Can you arrange the records from the line containing "of the split" through the line containing "pixel 469 324", both included, as a two-column CSV with columns request and answer, one row per record? Put each field in quotes and replace its line breaks with spaces.

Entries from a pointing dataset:
----

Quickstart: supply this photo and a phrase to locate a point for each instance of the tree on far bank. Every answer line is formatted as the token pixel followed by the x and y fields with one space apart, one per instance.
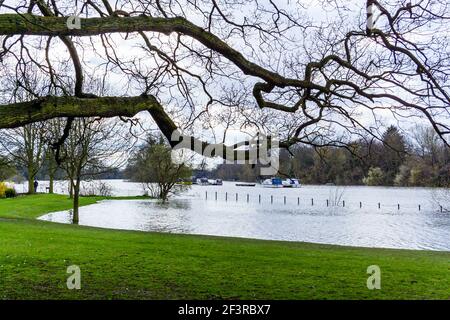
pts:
pixel 26 147
pixel 94 146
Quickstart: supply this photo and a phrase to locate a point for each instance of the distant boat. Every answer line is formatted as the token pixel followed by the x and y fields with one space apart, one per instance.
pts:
pixel 291 183
pixel 272 183
pixel 216 182
pixel 202 181
pixel 245 184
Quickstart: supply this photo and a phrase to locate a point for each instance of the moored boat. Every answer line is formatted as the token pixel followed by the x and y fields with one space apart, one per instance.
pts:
pixel 272 183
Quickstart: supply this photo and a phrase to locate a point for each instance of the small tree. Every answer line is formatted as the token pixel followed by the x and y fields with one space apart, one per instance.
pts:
pixel 153 166
pixel 93 147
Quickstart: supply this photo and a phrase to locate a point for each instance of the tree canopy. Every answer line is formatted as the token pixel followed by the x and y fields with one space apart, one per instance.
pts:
pixel 277 65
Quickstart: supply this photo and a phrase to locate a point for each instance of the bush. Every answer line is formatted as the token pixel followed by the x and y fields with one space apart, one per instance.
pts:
pixel 10 193
pixel 3 188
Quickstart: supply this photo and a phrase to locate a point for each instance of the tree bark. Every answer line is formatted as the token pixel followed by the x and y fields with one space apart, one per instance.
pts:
pixel 31 184
pixel 71 189
pixel 76 202
pixel 51 183
pixel 18 114
pixel 27 24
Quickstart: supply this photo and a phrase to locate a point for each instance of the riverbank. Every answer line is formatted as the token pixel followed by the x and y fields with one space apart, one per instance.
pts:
pixel 140 265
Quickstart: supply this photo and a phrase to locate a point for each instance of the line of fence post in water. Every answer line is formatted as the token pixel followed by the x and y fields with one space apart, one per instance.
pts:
pixel 419 206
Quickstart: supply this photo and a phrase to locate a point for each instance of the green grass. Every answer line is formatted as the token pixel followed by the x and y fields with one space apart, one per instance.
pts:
pixel 34 256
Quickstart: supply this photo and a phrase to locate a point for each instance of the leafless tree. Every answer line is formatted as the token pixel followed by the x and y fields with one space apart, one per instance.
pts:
pixel 314 82
pixel 93 146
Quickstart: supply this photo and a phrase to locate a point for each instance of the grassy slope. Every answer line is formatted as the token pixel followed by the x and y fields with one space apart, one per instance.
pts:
pixel 34 256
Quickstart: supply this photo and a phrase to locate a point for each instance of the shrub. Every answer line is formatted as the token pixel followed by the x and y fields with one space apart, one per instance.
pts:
pixel 3 188
pixel 374 177
pixel 10 193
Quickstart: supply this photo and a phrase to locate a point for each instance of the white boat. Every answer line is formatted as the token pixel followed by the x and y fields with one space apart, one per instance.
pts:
pixel 215 182
pixel 202 181
pixel 272 183
pixel 291 183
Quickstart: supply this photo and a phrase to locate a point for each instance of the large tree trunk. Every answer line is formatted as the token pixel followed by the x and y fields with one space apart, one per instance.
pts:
pixel 76 202
pixel 51 174
pixel 31 177
pixel 70 189
pixel 31 185
pixel 51 184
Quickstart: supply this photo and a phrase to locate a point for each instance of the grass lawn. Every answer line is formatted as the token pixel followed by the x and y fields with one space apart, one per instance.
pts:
pixel 34 256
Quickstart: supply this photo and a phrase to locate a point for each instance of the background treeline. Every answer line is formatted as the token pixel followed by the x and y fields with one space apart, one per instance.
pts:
pixel 422 159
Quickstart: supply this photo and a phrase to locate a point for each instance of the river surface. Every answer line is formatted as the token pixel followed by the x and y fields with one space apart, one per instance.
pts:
pixel 384 217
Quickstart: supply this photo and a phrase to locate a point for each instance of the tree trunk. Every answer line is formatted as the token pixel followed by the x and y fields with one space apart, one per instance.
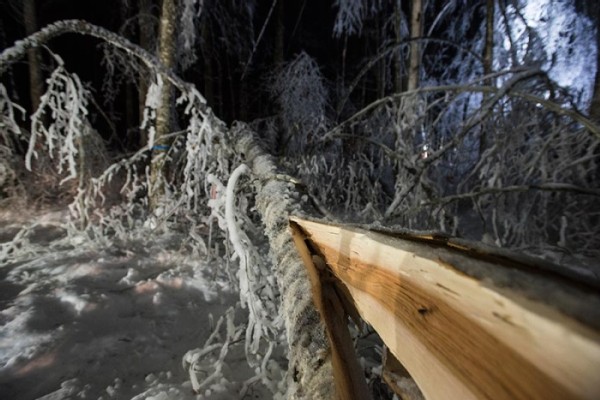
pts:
pixel 595 104
pixel 488 60
pixel 36 85
pixel 208 65
pixel 310 369
pixel 398 51
pixel 278 53
pixel 416 31
pixel 166 55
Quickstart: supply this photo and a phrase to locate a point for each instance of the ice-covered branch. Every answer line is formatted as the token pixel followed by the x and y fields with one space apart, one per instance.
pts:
pixel 51 31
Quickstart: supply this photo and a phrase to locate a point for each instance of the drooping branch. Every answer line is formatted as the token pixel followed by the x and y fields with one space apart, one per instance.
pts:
pixel 19 50
pixel 310 366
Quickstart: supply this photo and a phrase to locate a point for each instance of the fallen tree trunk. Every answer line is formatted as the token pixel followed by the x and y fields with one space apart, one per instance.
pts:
pixel 467 323
pixel 310 371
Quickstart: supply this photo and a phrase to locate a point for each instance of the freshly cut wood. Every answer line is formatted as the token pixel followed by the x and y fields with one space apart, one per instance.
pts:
pixel 464 327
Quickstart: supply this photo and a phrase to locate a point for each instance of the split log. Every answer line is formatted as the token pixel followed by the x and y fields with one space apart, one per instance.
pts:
pixel 469 324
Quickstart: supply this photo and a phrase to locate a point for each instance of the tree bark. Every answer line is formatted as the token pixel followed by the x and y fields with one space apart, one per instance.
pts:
pixel 488 52
pixel 166 56
pixel 208 64
pixel 36 85
pixel 594 111
pixel 398 51
pixel 146 40
pixel 488 60
pixel 416 31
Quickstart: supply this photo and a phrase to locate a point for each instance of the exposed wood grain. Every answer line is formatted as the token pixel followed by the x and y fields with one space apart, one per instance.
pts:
pixel 349 378
pixel 460 337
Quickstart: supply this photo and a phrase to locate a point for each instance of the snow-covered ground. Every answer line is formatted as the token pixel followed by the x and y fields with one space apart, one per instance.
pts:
pixel 111 323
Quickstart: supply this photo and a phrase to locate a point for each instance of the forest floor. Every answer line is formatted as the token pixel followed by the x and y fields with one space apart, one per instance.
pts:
pixel 93 322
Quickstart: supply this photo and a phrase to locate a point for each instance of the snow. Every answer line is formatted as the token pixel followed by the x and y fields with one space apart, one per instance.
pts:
pixel 569 41
pixel 94 322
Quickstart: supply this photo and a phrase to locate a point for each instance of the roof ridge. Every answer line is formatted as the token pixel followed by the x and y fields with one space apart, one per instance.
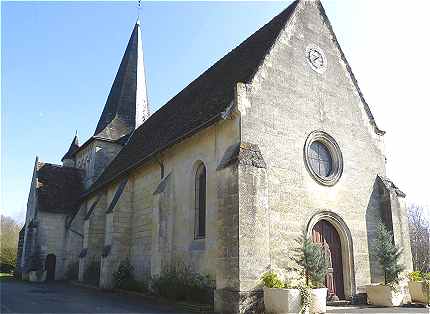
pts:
pixel 200 103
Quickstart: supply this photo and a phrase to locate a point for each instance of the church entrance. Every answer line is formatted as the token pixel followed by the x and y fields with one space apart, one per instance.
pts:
pixel 325 234
pixel 50 267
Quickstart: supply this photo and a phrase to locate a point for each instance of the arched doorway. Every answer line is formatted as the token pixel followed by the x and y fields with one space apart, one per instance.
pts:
pixel 346 255
pixel 50 266
pixel 325 234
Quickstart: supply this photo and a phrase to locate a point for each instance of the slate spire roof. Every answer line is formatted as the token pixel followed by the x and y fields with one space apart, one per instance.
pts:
pixel 204 101
pixel 126 107
pixel 199 104
pixel 74 146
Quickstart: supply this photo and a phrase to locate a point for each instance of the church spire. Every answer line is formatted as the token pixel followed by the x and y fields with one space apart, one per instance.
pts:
pixel 127 105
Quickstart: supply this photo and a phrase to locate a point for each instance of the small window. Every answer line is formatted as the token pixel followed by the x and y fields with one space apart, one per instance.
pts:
pixel 323 158
pixel 200 202
pixel 320 159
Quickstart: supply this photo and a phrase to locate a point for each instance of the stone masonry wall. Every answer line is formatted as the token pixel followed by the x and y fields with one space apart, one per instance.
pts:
pixel 285 102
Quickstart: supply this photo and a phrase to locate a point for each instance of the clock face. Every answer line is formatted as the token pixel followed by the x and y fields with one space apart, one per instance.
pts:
pixel 316 58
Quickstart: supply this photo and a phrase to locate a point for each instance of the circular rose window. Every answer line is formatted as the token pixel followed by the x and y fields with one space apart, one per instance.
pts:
pixel 323 158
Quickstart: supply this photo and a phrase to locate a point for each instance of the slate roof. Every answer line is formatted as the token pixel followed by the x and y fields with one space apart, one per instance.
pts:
pixel 203 101
pixel 74 146
pixel 58 188
pixel 200 103
pixel 392 187
pixel 119 114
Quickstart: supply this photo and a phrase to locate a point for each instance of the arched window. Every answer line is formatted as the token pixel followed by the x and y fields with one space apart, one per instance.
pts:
pixel 200 202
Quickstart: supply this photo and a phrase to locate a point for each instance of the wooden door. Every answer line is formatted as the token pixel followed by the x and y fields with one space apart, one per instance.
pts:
pixel 50 267
pixel 325 234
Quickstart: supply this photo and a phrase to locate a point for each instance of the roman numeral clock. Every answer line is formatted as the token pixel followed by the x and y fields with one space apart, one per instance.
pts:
pixel 316 58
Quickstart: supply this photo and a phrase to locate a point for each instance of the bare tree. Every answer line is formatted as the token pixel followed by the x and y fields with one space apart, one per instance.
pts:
pixel 9 234
pixel 419 229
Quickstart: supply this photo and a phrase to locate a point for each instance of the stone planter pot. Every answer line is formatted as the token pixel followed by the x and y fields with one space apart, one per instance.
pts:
pixel 37 276
pixel 381 295
pixel 418 292
pixel 282 301
pixel 318 301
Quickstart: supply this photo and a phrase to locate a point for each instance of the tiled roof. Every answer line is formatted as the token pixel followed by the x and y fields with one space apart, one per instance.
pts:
pixel 58 188
pixel 74 146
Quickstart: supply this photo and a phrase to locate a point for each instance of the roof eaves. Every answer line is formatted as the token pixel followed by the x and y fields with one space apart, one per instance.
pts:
pixel 97 186
pixel 372 121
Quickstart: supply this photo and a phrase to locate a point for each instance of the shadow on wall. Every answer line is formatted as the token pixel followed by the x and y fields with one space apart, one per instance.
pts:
pixel 378 209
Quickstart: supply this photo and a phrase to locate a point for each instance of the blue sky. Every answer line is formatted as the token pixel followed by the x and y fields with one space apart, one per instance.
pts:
pixel 59 60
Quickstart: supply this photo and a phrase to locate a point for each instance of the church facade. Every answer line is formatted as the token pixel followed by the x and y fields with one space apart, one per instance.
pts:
pixel 274 139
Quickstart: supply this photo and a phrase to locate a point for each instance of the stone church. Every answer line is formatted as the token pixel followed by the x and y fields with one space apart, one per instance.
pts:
pixel 273 139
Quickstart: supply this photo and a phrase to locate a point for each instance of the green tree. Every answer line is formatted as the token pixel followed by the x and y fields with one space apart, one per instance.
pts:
pixel 312 259
pixel 9 234
pixel 388 254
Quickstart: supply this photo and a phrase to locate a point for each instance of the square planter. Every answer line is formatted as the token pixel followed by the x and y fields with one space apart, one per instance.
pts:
pixel 418 292
pixel 381 295
pixel 318 301
pixel 37 276
pixel 282 301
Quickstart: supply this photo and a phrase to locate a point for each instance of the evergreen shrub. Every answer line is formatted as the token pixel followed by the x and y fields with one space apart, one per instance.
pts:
pixel 388 255
pixel 179 283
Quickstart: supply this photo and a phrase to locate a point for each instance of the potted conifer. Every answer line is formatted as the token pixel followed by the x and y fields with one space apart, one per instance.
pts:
pixel 419 287
pixel 280 298
pixel 388 293
pixel 314 264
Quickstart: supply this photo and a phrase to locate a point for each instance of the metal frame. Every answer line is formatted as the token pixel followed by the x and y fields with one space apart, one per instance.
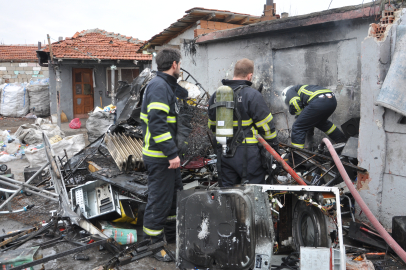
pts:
pixel 334 190
pixel 108 92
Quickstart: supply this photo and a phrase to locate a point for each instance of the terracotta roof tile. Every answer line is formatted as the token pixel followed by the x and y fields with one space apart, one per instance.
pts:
pixel 99 44
pixel 18 52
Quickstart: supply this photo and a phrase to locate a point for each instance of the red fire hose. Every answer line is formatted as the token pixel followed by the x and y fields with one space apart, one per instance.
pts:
pixel 280 160
pixel 385 235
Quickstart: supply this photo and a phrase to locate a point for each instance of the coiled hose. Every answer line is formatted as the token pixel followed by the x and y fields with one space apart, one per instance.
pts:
pixel 385 235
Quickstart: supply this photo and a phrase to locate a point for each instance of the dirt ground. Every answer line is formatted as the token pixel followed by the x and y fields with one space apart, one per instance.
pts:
pixel 11 222
pixel 41 211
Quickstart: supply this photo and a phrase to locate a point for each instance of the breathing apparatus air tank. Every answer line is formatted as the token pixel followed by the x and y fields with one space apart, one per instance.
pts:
pixel 224 115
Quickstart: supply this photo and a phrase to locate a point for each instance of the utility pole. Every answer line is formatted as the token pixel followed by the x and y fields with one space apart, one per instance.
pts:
pixel 58 84
pixel 113 92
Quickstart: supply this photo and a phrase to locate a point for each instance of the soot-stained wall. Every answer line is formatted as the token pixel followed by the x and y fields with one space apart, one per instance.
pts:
pixel 326 54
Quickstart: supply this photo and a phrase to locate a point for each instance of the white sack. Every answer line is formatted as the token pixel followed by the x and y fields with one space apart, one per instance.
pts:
pixel 14 100
pixel 1 90
pixel 72 144
pixel 39 99
pixel 98 123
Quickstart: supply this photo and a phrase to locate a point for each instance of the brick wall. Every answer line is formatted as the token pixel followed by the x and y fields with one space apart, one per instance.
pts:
pixel 21 72
pixel 205 27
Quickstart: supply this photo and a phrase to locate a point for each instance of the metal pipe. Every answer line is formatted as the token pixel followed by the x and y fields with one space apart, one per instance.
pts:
pixel 385 235
pixel 14 211
pixel 19 188
pixel 113 93
pixel 31 191
pixel 27 186
pixel 350 203
pixel 280 160
pixel 7 190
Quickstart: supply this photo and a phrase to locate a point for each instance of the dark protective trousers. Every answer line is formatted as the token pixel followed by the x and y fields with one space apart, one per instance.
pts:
pixel 163 184
pixel 316 114
pixel 231 168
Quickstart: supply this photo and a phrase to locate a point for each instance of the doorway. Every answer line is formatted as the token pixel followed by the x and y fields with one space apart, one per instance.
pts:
pixel 83 98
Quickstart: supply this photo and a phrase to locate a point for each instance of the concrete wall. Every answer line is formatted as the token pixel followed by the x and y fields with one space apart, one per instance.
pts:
pixel 21 72
pixel 328 55
pixel 381 138
pixel 66 92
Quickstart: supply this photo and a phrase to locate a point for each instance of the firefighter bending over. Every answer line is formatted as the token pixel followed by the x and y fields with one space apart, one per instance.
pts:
pixel 158 112
pixel 313 105
pixel 256 118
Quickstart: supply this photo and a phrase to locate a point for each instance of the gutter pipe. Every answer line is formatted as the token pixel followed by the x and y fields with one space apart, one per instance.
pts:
pixel 385 235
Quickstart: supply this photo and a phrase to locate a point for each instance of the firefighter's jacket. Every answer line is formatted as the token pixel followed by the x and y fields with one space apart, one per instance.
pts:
pixel 158 112
pixel 255 114
pixel 299 96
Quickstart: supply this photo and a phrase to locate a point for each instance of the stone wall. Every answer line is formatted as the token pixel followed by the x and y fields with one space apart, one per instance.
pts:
pixel 21 72
pixel 326 54
pixel 66 77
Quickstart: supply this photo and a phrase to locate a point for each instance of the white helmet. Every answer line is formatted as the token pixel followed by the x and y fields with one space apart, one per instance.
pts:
pixel 284 93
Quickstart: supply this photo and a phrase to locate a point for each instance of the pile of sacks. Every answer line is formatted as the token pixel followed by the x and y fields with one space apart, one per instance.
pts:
pixel 99 121
pixel 27 143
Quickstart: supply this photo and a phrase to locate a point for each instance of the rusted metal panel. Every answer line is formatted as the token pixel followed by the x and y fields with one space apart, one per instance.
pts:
pixel 345 13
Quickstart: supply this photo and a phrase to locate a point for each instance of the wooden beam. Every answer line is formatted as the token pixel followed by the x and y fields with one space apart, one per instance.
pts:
pixel 229 18
pixel 210 16
pixel 245 20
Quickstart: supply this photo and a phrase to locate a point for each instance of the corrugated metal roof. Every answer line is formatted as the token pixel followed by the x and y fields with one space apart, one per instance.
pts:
pixel 99 44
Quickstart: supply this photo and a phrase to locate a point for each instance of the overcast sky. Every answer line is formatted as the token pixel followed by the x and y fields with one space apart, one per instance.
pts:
pixel 28 21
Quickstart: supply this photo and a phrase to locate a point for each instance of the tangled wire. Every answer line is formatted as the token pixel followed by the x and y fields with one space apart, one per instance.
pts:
pixel 193 138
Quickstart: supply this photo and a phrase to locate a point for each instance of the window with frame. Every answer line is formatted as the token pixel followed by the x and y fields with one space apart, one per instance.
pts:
pixel 127 74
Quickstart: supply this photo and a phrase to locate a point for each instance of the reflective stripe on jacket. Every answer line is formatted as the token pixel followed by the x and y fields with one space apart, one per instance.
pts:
pixel 299 96
pixel 255 114
pixel 158 113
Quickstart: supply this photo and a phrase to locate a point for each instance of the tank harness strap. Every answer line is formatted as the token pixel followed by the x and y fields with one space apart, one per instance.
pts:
pixel 227 104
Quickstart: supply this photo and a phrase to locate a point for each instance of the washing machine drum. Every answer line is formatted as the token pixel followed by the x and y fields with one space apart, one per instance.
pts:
pixel 309 226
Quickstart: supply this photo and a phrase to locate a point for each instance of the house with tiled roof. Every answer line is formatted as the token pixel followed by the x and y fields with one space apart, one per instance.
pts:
pixel 19 63
pixel 196 22
pixel 85 62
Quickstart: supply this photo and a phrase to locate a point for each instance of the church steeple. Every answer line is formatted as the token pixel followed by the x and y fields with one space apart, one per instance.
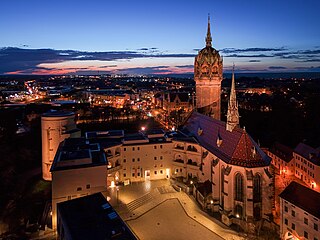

----

## [Response to this exercise]
request,answer
"Quickstart: supply this photo and a phrase to locate a point for each instance of the split log. Every answer line is formatted as the token pixel followed by the x and y fields with one space apart, one per instance. pts:","pixel 469 324"